--- Excerpt ---
:::::

It’s a classic scene from any vintage romance movie: the rush to the airport, past the gate, to declare undying love. Then 9/11 happened, and national security regulations changed overnight. Off with the shoes, the belt. No more water bottles or bulky jackets. Definitely no running to the gate to meet friends or family members or to profess undying love.
Movies struggled to reflect this change in our day-to-day lives—even as late as 2003, the now Christmas classic Love Actually featured the airport as a major plot device (albeit with jolly TSA agents participating in the drama). Collectively we were asking ourselves in the wake of 9/11: Will we ever go “back to normal”?
Whereas a terrorist attack was a lightning bolt, the COVID-19 novel coronavirus pandemic is a slow-moving tsunami. The first wave crested in the United States in March. Since then, Johns Hopkins has reported that more than 7,800,000 million Americans have been infected and more than 215,000 people have died.
After decades of advocacy and incremental approaches to support family caregivers, the pandemic instantaneously put front and center the family responsibilities of so many Americans. Caregiving started to seem as “normal” as getting up to answer the door for groceries. We’re asking: “Will things ever go ‘back to normal’?” But for caregivers, the juggling of family life and other responsibilities is normal. It’s just that people are finally starting to pay attention.

:::::

--- Data block ---
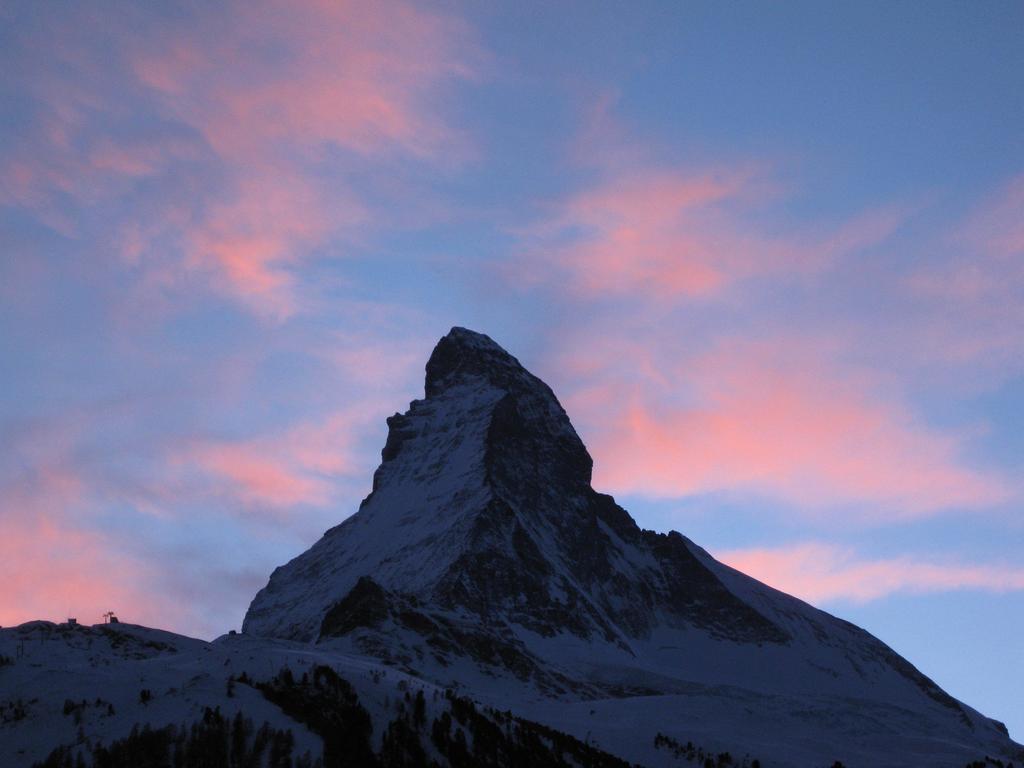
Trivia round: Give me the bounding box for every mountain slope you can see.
[244,328,1018,765]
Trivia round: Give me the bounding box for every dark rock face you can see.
[303,328,788,674]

:::::

--- Required action ---
In the piece on caregiving during the pandemic, write out the part starting with "After decades of" and going on through "to pay attention.", swapping "groceries" for "the mail".

--- Answer below ---
After decades of advocacy and incremental approaches to support family caregivers, the pandemic instantaneously put front and center the family responsibilities of so many Americans. Caregiving started to seem as “normal” as getting up to answer the door for the mail. We’re asking: “Will things ever go ‘back to normal’?” But for caregivers, the juggling of family life and other responsibilities is normal. It’s just that people are finally starting to pay attention.